## EXERCISE:
A line-by-line copy of the material below is required.

*** Begin section ***

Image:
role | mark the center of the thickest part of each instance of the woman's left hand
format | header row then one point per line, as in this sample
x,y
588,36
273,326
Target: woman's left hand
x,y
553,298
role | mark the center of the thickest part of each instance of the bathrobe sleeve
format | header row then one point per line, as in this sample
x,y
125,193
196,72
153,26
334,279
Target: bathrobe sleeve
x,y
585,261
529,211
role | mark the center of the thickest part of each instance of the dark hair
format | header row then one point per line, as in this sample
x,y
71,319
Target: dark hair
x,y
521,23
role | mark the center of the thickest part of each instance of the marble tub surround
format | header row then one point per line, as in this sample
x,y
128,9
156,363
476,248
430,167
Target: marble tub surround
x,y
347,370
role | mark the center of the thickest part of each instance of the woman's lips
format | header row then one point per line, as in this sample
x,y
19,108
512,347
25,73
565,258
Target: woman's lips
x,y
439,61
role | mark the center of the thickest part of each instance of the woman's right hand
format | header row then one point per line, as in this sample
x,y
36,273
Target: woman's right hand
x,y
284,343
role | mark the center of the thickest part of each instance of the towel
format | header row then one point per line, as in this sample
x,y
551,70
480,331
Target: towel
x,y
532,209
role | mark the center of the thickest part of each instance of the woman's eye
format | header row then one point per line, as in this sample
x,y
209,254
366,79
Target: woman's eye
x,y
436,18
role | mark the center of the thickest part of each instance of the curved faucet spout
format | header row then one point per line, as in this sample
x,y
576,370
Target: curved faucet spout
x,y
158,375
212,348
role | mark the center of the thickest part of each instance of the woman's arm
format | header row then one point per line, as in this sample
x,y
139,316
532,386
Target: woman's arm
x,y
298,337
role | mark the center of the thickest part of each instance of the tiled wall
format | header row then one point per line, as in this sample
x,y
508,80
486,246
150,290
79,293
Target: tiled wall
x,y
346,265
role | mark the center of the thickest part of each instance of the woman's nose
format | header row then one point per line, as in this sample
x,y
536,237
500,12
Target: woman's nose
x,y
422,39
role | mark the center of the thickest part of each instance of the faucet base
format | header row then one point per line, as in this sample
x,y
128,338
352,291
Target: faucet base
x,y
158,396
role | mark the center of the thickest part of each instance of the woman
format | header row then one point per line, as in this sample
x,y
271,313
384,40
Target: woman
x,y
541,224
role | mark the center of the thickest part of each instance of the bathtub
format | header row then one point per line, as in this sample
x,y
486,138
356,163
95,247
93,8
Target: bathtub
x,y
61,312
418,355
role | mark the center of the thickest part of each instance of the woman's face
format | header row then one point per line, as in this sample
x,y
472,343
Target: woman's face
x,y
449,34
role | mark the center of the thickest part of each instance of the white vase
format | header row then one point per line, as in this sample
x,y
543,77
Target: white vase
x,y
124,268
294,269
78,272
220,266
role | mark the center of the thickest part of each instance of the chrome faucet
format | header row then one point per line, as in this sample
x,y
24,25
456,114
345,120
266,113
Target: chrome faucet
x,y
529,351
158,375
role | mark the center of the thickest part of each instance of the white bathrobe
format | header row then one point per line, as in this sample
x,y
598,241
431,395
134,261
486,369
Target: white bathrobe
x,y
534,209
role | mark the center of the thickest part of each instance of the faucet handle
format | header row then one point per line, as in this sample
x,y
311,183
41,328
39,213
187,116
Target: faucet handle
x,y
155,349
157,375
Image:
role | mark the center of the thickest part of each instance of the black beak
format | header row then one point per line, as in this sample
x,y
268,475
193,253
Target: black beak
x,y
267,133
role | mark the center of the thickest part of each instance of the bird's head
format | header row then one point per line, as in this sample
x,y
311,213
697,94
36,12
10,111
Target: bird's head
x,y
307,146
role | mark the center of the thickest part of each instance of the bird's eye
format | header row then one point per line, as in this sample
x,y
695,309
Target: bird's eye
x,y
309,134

*** End section ***

## PROBLEM SOLUTION:
Image:
role | mark the center of the thickest part of each instance of the woman's left hand
format | header row then one point per line, as in this sample
x,y
588,36
273,326
Target: woman's left hand
x,y
553,298
role | mark the center of the thickest part of each instance of the bathrobe sleeve
format | header row then one point per line, as in this sample
x,y
125,193
196,72
153,26
334,279
Target: bathrobe sleeve
x,y
585,261
529,211
role | mark the center of the thickest part of each instance of the dark hair
format | header row then one point per line, as in this sample
x,y
71,319
Target: dark hair
x,y
521,23
role | mark the center of the thickest part of each instance of the marble tub surround
format | header row then one point per line, as in this sample
x,y
128,9
156,363
476,248
430,167
Target: marble tub surround
x,y
347,370
role | mark the center of the thickest part of each instance of the woman's lips
format | header row then one point per line, as in this sample
x,y
19,108
512,347
25,73
565,258
Target: woman's lips
x,y
439,61
role | mark the center of the thickest part of each instance of the woman's right hand
format | header row then one point per line, as in this sample
x,y
36,273
Target: woman's right hand
x,y
284,343
role | mark the center of the thickest part of each instance of the towel
format | header row then one point per line, as in this sample
x,y
551,70
480,331
Target: towel
x,y
532,209
role | mark the center of the thickest part of each instance of the woman's eye
format | header row then one point per line, as in this sample
x,y
209,254
366,79
Target: woman's eye
x,y
436,18
role | mark the center of the thickest part of each instance of the curved faucet spout
format | header row then one point per line, as in this sample
x,y
576,370
Target: curved faucet spout
x,y
158,375
212,348
role | mark the center of the thickest part of each instance of the woman's arm
format | header row then one point per line, as in this sample
x,y
139,316
532,386
Target: woman's arm
x,y
298,337
role | mark the center of the thickest part of each instance of the tiled wall
format | header row then one point per line, as in this sample
x,y
508,80
486,246
150,290
79,293
Target: tiled wall
x,y
346,265
role | mark the center of the thickest part of each instance of the woman's nose
format | header row then one point per line, as in this sample
x,y
536,237
500,12
Target: woman's nose
x,y
422,39
role | mark the center of the thickest part of each instance of the faucet base
format | header row then one point per line, as in this sample
x,y
128,338
352,291
Target: faucet base
x,y
158,396
role | mark the center of the thickest part of each instance of the woman
format | header row then one point per line, as in this sample
x,y
271,313
384,40
Target: woman
x,y
541,224
role | mark the center of the thickest part of each instance of the bathtub
format | header row then one point per line, as in this sample
x,y
486,138
356,163
95,247
93,8
Target: bathtub
x,y
61,312
418,355
role | mark the center of the thickest part of each instance of the woman's face
format | header row then one point per line, as in this sample
x,y
472,343
Target: woman's face
x,y
449,34
role | mark the center of the thickest part of each instance of the white vase
format | header row then one point per line, as in this sample
x,y
543,77
Target: white vase
x,y
124,268
294,269
78,272
220,266
role | mark the center of the thickest part of each instance of the chrome faucet
format | header row then one point per line, as in this sample
x,y
24,25
456,114
345,120
266,113
Target: chrome faucet
x,y
529,351
158,375
role | mark the center of the thickest part of each instance of the white bathrobe
format | header row then one point per line, as in this sample
x,y
598,241
431,395
134,261
486,369
Target: white bathrobe
x,y
534,209
role | mark the center of the thickest part of each instance of the faucet handle
format | header row then one point per line, as in this sample
x,y
311,183
41,328
39,213
187,116
Target: faucet handle
x,y
155,349
157,375
Image:
role | mark the center of the thickest part of each instance of the black beak
format | header row then one point per line, as in this sample
x,y
268,475
193,253
Target: black beak
x,y
267,133
role | mark the center of the thickest part of each instance of the bird's head
format | header row then one point per line, as in this sample
x,y
311,213
697,94
36,12
10,111
Target: bird's head
x,y
307,146
role | mark the center of the thickest part of each instance of the bird's eye
format | header row then one point per line, as in this sample
x,y
695,309
Target: bird's eye
x,y
309,134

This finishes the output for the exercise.